- WHAT NEEDS TO BE DONE: Locate each line below that contains the string "blue" and copy it out in full. Case counts.

- EXERCISE DATA:
+---+
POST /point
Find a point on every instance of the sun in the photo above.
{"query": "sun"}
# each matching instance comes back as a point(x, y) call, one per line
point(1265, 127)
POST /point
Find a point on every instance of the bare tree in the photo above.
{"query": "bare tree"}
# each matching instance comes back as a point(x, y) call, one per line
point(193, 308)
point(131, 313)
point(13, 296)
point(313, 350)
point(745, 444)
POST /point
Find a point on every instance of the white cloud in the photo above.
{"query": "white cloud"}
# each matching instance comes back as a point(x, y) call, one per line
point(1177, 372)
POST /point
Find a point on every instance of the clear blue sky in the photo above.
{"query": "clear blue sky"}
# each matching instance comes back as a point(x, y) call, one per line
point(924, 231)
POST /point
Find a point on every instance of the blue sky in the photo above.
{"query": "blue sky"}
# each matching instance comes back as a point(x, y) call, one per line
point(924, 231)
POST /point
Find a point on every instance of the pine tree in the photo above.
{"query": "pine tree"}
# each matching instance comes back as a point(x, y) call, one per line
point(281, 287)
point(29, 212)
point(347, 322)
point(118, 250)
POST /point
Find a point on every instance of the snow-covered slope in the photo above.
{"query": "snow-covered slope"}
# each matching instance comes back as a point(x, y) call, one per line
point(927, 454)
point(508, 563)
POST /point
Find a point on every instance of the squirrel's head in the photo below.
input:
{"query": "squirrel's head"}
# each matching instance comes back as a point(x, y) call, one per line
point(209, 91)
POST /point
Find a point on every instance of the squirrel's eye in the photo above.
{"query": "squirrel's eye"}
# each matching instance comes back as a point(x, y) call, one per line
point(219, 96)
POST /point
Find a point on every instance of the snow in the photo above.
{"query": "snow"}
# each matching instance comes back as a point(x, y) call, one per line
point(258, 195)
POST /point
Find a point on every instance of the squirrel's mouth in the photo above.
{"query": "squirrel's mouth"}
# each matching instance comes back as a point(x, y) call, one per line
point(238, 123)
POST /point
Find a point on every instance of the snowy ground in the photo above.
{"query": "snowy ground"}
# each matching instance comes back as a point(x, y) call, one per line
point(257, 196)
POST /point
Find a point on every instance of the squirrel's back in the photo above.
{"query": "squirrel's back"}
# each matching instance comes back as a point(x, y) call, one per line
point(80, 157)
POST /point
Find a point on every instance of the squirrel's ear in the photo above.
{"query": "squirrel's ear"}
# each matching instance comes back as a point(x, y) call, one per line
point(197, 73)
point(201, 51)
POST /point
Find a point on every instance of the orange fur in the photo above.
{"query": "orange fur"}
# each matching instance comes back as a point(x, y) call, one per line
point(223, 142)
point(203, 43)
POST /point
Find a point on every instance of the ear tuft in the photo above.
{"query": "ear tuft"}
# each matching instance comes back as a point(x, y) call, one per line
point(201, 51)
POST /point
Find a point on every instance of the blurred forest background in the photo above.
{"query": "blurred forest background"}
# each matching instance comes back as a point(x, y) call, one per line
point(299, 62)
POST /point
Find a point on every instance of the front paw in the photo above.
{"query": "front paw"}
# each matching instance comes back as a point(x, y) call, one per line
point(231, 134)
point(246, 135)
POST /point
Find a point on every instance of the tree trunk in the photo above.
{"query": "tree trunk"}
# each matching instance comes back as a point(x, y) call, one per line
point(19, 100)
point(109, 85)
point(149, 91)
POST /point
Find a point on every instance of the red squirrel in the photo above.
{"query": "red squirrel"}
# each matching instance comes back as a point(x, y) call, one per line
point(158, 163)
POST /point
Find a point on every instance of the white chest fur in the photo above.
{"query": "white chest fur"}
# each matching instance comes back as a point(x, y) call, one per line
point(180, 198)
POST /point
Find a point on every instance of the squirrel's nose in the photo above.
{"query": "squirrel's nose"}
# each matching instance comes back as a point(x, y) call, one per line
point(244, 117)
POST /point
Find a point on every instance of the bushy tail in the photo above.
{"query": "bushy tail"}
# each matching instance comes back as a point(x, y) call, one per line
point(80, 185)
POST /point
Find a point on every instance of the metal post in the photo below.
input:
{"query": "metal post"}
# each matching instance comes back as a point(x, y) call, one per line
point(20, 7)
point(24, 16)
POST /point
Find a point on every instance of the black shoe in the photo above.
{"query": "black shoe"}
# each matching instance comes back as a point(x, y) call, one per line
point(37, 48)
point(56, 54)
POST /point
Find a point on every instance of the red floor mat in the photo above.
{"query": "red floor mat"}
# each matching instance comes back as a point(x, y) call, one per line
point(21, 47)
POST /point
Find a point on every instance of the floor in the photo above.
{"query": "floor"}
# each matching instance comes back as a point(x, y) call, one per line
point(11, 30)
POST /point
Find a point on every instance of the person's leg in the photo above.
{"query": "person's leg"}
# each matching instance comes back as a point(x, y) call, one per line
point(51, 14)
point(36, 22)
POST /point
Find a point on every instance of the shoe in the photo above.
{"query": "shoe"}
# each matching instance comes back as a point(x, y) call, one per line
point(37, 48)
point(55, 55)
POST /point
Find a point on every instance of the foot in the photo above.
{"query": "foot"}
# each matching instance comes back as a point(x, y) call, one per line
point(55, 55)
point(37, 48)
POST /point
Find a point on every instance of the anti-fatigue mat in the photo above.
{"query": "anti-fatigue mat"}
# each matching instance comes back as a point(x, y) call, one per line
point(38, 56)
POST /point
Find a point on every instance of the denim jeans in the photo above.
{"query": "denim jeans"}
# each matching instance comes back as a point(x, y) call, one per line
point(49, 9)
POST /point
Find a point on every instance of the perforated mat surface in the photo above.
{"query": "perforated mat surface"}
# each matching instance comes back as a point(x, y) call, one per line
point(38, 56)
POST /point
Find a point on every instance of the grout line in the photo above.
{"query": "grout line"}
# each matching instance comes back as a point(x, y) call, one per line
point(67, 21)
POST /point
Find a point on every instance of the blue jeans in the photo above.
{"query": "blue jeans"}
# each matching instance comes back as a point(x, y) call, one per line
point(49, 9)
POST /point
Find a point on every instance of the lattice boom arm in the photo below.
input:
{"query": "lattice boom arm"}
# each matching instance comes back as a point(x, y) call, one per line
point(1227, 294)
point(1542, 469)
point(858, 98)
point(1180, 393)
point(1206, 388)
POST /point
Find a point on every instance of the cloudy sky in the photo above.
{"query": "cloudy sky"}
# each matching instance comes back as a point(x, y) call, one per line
+---+
- EXERCISE ANSWER:
Find a point on every instance of the clear blue sky in the photo above.
{"query": "clear blue sky"}
Find a point on every instance of the blue sky in the photo above.
{"query": "blue sky"}
Find a point on every instance of the blue jeans in the photo above.
{"query": "blue jeans"}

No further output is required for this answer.